Tasks and exercises:
(1) In the Aisling Sharkey text, reproduce word for word the passage that begins at the words "Irish actress" and stops after the words "Agnes in Gypsy.".
(2) Continue the text about Aisling Sharkey from the point where it ends.

Text:
- - -
- Born: Aisling Louise Sharkey
- Education: Laine Theatre Arts
- Occupation: Actress
- Years active: 2019-present
- Television: Ted Lasso

= Aisling Sharkey =

Irish actress

Aisling Louise Sharkey is an Irish stage, film and television actress and singer. Her credits include Ted Lasso (2026).

==Biography==
Sharkey first appeared in a television role at the age of 14 years-old, appearing in European fantasy television series Heirs of the Night as a teenager, filmed in Latvia and Croatia. Having attended drama school at Laine Theatre Arts in Epsom, and trained as a soprano and in dance, Sharkey appeared in 2022 action film Jurassic Park: Dominion as well as a variety of theatre work including portraying Wendy in a production of Peter Pan and Jo in an adaptation of Little Women and Agnes in Gypsy.
- - -
Given data:
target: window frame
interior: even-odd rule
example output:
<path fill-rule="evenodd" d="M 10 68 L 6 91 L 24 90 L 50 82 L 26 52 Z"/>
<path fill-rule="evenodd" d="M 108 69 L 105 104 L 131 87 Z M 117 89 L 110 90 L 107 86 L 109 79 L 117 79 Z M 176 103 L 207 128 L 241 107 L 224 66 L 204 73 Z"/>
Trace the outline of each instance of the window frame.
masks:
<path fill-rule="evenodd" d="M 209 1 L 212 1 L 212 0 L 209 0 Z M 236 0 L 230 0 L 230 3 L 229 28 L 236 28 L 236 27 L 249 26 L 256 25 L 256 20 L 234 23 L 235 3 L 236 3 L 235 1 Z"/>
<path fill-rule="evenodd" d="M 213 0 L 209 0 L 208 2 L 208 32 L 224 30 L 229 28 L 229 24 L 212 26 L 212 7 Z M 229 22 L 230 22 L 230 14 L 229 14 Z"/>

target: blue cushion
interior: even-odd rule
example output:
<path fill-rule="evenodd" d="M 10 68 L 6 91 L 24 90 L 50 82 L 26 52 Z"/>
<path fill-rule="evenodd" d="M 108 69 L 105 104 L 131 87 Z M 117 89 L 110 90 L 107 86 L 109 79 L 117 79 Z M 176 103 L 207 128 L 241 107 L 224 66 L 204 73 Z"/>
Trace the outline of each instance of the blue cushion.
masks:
- - -
Task-by-task answers:
(1)
Irish actress

Aisling Louise Sharkey is an Irish stage, film and television actress and singer. Her credits include Ted Lasso (2026).

==Biography==
Sharkey first appeared in a television role at the age of 14 years-old, appearing in European fantasy television series Heirs of the Night as a teenager, filmed in Latvia and Croatia. Having attended drama school at Laine Theatre Arts in Epsom, and trained as a soprano and in dance, Sharkey appeared in 2022 action film Jurassic Park: Dominion as well as a variety of theatre work including portraying Wendy in a production of Peter Pan and Jo in an adaptation of Little Women and Agnes in Gypsy.

(2)
In 2026, Sharkey could be seen portraying Niamh Harrigan on season 4 of Apple TV series Ted Lasso, a defender on the women's team and twin sister of the character Siobhan (Rex Hayes). She had been cast as part of the Mamma Mia musical tour prior to the successful audition for the series.

==Personal life==
From Dublin, Ireland, her mother is from Armagh and has family in County Monaghan. Later living in London, she and on-screen twin Rex Hayes bonded so well on set of Ted Lasso that they spent Christmas together with Hayes' family in Cardiff after filming.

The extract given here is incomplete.